-- Start of RECORDS FOR THE TASK --
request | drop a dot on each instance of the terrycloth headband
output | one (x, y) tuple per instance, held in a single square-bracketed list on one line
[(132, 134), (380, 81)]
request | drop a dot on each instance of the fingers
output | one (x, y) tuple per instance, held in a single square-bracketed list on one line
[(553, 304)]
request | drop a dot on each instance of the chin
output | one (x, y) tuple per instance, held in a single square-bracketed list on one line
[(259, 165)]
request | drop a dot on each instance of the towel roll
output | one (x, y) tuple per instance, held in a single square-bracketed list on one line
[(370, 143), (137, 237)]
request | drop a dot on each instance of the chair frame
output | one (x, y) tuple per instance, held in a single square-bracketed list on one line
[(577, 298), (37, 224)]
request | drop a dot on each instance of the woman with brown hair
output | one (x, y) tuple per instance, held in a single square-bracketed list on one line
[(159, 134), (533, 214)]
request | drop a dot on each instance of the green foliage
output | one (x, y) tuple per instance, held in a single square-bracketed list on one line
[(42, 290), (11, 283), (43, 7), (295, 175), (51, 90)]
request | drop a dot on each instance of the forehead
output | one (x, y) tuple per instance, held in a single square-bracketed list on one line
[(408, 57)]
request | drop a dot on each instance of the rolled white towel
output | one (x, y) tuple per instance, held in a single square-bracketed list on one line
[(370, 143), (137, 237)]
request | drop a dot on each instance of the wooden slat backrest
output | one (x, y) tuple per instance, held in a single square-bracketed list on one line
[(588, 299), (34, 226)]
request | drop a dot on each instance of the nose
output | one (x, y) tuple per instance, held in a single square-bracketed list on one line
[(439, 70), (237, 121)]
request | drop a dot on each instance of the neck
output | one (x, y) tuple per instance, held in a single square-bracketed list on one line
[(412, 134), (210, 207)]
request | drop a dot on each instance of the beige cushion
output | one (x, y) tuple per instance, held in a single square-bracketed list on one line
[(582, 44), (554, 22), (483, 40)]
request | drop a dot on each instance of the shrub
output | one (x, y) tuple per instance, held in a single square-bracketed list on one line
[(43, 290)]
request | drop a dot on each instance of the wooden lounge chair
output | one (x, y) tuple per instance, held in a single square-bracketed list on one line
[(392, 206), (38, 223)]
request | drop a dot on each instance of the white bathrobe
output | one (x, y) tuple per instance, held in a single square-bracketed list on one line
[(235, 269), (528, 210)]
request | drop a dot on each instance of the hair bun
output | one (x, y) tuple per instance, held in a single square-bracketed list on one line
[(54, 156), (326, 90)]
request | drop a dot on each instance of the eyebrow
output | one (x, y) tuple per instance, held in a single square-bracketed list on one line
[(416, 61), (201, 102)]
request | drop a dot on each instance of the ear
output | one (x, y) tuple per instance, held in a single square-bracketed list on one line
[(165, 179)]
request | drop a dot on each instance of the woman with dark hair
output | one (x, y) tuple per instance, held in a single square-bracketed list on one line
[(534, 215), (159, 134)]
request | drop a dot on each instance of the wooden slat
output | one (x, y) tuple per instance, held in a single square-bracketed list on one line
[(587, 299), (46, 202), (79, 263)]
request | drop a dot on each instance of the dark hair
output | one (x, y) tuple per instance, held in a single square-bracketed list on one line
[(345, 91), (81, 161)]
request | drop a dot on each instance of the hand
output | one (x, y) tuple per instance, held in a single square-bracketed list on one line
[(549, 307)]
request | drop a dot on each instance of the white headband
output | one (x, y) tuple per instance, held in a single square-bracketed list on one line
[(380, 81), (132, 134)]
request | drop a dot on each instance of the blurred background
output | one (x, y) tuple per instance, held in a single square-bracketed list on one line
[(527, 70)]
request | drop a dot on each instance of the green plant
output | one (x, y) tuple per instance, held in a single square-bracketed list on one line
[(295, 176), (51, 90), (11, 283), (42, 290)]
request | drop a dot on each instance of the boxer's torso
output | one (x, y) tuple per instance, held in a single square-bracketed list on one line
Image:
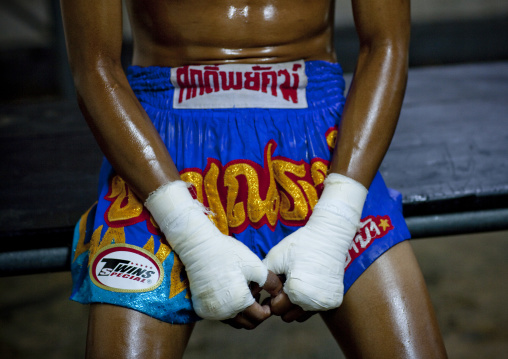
[(180, 32)]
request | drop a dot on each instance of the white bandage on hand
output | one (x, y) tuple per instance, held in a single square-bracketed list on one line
[(218, 267), (313, 257)]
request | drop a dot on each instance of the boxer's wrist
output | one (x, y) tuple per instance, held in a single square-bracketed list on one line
[(313, 257), (344, 197)]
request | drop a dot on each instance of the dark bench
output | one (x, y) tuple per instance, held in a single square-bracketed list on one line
[(449, 158)]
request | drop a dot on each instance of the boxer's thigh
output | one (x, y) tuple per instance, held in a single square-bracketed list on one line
[(387, 313), (117, 332)]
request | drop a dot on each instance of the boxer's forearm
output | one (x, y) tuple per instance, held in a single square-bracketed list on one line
[(124, 132), (93, 30), (377, 91)]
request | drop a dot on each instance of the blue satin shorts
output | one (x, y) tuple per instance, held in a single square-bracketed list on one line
[(255, 142)]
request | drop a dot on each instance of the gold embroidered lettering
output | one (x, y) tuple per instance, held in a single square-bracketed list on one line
[(126, 205), (214, 202)]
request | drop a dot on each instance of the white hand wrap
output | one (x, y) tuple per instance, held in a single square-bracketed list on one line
[(313, 257), (219, 267)]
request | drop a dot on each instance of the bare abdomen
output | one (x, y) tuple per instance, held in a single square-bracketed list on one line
[(171, 33)]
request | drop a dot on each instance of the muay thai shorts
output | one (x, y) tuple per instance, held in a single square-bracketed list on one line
[(255, 142)]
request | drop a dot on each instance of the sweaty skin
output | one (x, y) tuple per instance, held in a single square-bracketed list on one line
[(180, 32)]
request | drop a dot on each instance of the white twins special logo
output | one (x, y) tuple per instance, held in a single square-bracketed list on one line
[(239, 85), (126, 268)]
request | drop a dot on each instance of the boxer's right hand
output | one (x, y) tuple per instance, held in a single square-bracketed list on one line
[(219, 267)]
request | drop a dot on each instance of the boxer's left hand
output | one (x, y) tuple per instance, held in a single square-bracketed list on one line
[(313, 257)]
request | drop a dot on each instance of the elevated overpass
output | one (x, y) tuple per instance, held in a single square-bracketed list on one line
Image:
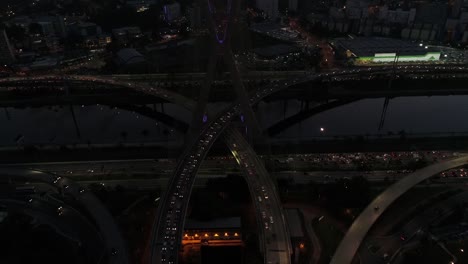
[(363, 223)]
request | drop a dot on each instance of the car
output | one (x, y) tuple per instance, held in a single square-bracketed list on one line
[(403, 237)]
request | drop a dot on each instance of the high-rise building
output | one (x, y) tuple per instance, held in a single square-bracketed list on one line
[(269, 6), (6, 51), (292, 5)]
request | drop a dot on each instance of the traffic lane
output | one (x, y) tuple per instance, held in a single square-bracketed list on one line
[(358, 230), (103, 219)]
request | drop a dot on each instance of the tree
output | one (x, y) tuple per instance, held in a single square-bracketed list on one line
[(35, 28), (15, 32), (145, 132), (124, 135)]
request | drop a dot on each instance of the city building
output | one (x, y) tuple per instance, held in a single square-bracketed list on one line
[(171, 12), (130, 60), (270, 7), (275, 51), (6, 52), (380, 50), (125, 35)]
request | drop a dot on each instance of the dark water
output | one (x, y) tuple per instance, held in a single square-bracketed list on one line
[(101, 124), (414, 115)]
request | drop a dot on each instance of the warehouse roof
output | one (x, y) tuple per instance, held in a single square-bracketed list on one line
[(276, 50), (219, 223), (366, 47)]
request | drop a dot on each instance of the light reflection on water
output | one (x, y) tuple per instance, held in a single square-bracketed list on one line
[(101, 124)]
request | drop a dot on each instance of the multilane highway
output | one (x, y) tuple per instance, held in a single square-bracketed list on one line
[(115, 246), (358, 230), (275, 237)]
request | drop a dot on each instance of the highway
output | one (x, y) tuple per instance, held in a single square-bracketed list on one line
[(270, 217), (358, 230), (169, 223), (393, 244), (173, 209), (115, 246)]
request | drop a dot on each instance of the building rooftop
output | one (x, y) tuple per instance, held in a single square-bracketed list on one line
[(129, 56), (276, 50), (366, 47), (218, 223), (294, 223)]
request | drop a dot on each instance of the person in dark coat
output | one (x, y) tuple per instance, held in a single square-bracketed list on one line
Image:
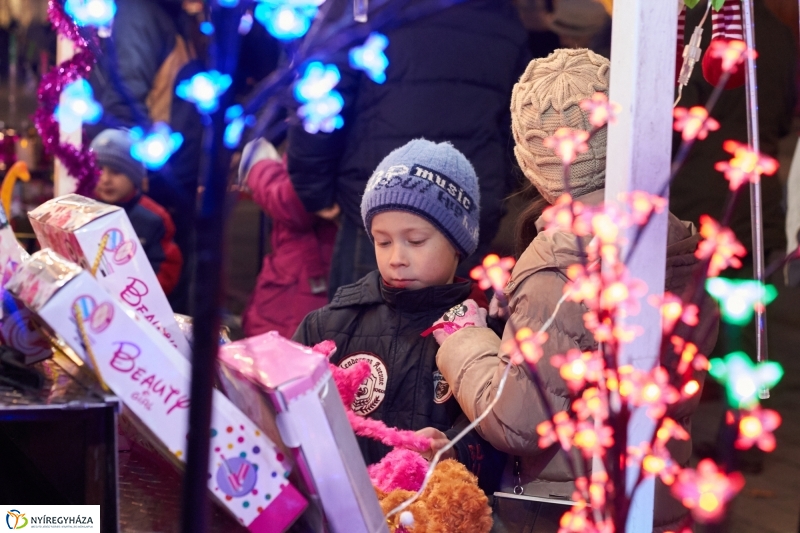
[(449, 78), (294, 275), (419, 232), (120, 184), (134, 80)]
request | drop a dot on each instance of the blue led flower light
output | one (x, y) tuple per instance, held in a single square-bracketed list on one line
[(322, 114), (286, 21), (245, 24), (155, 148), (742, 379), (739, 298), (321, 103), (370, 57), (77, 106), (204, 89), (236, 120), (98, 13)]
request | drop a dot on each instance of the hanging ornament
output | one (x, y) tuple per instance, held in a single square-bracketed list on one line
[(726, 26)]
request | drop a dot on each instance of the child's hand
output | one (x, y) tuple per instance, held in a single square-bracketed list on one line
[(460, 316), (438, 441), (253, 152)]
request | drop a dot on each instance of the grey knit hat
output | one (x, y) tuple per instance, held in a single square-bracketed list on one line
[(434, 181), (113, 149), (546, 98)]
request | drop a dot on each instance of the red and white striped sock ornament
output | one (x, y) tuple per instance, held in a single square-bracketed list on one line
[(726, 26), (681, 42)]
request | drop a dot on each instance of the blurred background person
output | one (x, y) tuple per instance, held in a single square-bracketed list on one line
[(450, 79)]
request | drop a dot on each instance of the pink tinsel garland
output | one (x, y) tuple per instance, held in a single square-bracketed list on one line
[(79, 162)]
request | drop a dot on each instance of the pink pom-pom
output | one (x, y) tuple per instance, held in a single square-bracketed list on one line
[(400, 469)]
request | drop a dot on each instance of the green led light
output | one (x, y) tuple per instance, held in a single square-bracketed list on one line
[(738, 298), (743, 379)]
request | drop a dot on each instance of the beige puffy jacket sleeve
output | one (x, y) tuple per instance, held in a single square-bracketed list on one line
[(473, 360)]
-- End of RECORDS FOR THE TASK --
■ WORK TO DO: Rewrite everything from the line containing "request | drop a dot on each instance of the neck" down to the line containing "[(43, 290)]", replacing "shrub" with "bush" and leaving all else unchanged.

■ ANSWER:
request | drop a dot on each instance of the neck
output | one (x, y) tuple per instance, held in a single square-bracketed list on one line
[(412, 134), (210, 207)]
request | drop a dot on each instance of the beige cushion
output | one (x, y) tuple per instance, held in a single square-bracketed list on one line
[(582, 44), (554, 22), (483, 40)]
request | drop a dot on each instance of the bush
output | one (x, y) tuple per instance, held in a single square-bracketed list on one line
[(43, 290)]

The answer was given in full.